Copy the data below word for word, from its first line through the line containing "[[320, 403], [221, 534]]", and leave out the pictures.

** Begin Data section **

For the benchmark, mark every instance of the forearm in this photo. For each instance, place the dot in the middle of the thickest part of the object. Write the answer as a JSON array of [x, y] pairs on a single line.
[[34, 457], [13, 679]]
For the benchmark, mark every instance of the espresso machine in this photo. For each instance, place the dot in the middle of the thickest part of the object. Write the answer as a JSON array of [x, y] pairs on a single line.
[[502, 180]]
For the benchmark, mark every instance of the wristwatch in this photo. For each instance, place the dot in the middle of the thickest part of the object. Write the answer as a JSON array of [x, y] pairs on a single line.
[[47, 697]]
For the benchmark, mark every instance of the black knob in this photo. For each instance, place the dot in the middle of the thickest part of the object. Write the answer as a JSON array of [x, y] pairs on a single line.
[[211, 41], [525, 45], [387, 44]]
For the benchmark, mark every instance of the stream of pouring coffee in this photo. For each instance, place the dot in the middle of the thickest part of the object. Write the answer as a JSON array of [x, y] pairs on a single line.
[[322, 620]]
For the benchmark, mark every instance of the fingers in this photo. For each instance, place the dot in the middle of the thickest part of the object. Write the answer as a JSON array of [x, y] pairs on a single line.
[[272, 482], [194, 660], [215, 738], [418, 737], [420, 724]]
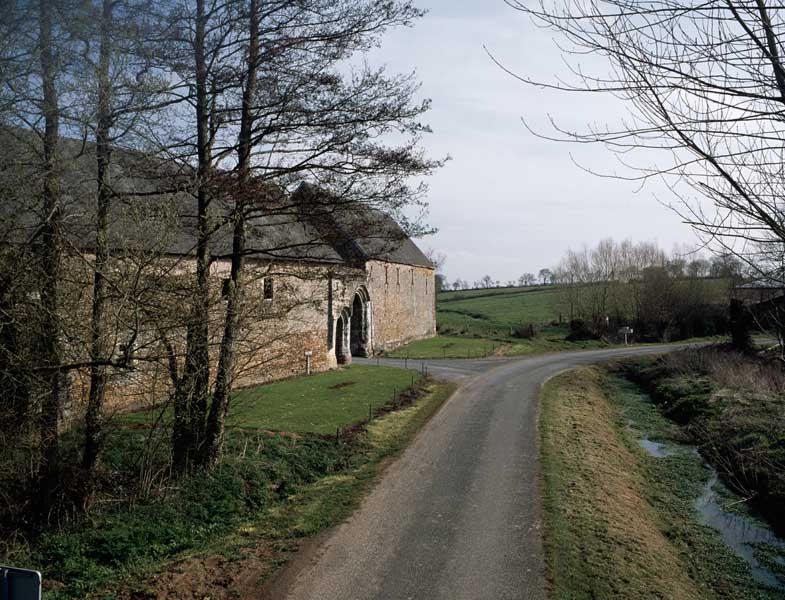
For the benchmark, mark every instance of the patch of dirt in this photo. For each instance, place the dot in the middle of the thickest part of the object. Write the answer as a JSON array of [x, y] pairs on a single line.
[[339, 386], [239, 577]]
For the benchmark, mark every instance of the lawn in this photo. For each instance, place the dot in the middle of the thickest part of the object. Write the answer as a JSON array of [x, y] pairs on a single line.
[[320, 403], [221, 534]]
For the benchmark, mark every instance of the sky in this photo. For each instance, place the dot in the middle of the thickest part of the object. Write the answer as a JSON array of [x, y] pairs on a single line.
[[509, 202]]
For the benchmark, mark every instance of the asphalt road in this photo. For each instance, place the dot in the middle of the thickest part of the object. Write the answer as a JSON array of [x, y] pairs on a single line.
[[458, 516]]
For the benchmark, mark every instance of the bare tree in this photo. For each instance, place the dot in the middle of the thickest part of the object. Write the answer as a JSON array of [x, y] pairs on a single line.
[[705, 86], [274, 111], [545, 276]]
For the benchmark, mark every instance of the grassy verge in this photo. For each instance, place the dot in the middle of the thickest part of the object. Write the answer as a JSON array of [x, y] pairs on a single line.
[[620, 523], [732, 405], [220, 534], [449, 347], [443, 346]]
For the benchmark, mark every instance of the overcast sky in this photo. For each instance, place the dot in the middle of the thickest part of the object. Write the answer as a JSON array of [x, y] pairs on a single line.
[[509, 202]]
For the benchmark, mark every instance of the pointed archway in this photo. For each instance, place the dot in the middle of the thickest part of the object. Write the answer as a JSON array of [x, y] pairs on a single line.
[[360, 333]]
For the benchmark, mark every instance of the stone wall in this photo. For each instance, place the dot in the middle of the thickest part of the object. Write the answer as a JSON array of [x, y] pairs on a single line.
[[403, 300], [302, 317]]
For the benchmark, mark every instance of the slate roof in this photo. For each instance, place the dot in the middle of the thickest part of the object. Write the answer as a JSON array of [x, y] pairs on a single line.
[[145, 216], [359, 233]]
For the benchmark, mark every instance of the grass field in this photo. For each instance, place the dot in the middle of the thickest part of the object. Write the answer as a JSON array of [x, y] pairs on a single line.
[[493, 313], [319, 403]]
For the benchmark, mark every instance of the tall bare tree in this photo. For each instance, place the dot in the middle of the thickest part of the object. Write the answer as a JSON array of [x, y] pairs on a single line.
[[705, 86]]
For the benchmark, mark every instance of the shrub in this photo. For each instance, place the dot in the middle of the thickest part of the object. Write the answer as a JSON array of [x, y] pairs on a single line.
[[580, 331], [526, 331]]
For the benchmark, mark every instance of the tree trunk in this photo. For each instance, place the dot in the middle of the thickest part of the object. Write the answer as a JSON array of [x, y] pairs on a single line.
[[93, 425], [224, 374], [191, 410], [53, 385]]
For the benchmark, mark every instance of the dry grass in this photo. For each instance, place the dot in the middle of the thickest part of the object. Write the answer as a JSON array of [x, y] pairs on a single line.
[[729, 370], [603, 539]]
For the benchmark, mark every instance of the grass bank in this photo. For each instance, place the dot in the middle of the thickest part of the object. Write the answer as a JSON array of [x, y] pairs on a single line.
[[447, 346], [619, 522], [220, 535], [732, 405]]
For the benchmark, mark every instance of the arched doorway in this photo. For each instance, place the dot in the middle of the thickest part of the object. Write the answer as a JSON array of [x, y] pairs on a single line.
[[360, 332], [342, 351]]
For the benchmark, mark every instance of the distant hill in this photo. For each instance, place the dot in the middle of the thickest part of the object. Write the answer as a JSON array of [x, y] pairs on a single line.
[[494, 311]]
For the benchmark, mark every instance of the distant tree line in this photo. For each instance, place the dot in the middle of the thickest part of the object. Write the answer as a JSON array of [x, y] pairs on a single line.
[[662, 296]]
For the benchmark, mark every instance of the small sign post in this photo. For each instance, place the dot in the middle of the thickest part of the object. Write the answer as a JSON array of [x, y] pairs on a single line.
[[625, 331], [19, 584]]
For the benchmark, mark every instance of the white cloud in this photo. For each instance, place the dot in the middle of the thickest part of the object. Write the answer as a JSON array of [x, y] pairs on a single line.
[[509, 201]]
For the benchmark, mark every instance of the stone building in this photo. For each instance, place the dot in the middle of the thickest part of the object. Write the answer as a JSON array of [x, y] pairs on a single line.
[[359, 285]]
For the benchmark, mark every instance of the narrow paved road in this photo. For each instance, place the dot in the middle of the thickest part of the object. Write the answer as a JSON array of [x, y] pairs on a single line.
[[458, 515]]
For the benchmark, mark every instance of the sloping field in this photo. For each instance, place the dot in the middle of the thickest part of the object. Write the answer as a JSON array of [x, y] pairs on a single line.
[[483, 310]]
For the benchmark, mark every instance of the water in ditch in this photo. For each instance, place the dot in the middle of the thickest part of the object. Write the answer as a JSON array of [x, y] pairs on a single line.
[[746, 536]]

** End Data section **

• **Solution to this task**
For the benchmark, mark every instance of the forearm in this photo. For each instance, place the dot in the middle of the thickest part of the object. Write the answer as a JSON array of [x, y] pairs on a single line.
[[34, 457], [13, 679]]
For the benchmark, mark every instance of the espresso machine in this photo. For each instance, place the dot in the middle of the thickest part of the object. Write the answer as a JSON array of [x, y] pairs on a single line.
[[502, 180]]
For the benchmark, mark every instance of the wristwatch in this photo. For each instance, place the dot in the middle of the thickest part of the object. Write the answer as a JSON array of [x, y] pairs on a single line.
[[47, 697]]
For the benchmark, mark every instance of the black knob in this photo. For each instance, place the dot in the middle of the thickest part of the object. Write the answer as a JSON array of [x, y] pairs on a single line.
[[211, 41], [525, 45], [387, 44]]
For the benchmark, mark every instance of the stream of pouring coffee in this photo. For each instance, place the dot in the middle of the thickest part of the object. Write the answer as a JSON array of [x, y] pairs on a single line.
[[322, 620]]
For the benchmark, mark every instance of the fingers in this photo. For each instance, place the dot in the middle of the thickest part of the object. Write the answer as a JSON array of [x, y] pairs on a single line.
[[272, 482], [194, 660], [215, 738], [418, 737], [420, 724]]
For the benchmark, mark every instance of the patch of dirt in this photo. For each instance, place the dot in the middle of the thickest part of the object. Write the answer as a JSON array of [x, y] pairs on a single line.
[[339, 386], [239, 577]]
For the benchmark, mark every instance of the lawn in this photo. For each instance, place the dot in the middle of the thickest part of the object. Write the answer as a JSON array of [x, y] pairs on a single line.
[[320, 403], [221, 534]]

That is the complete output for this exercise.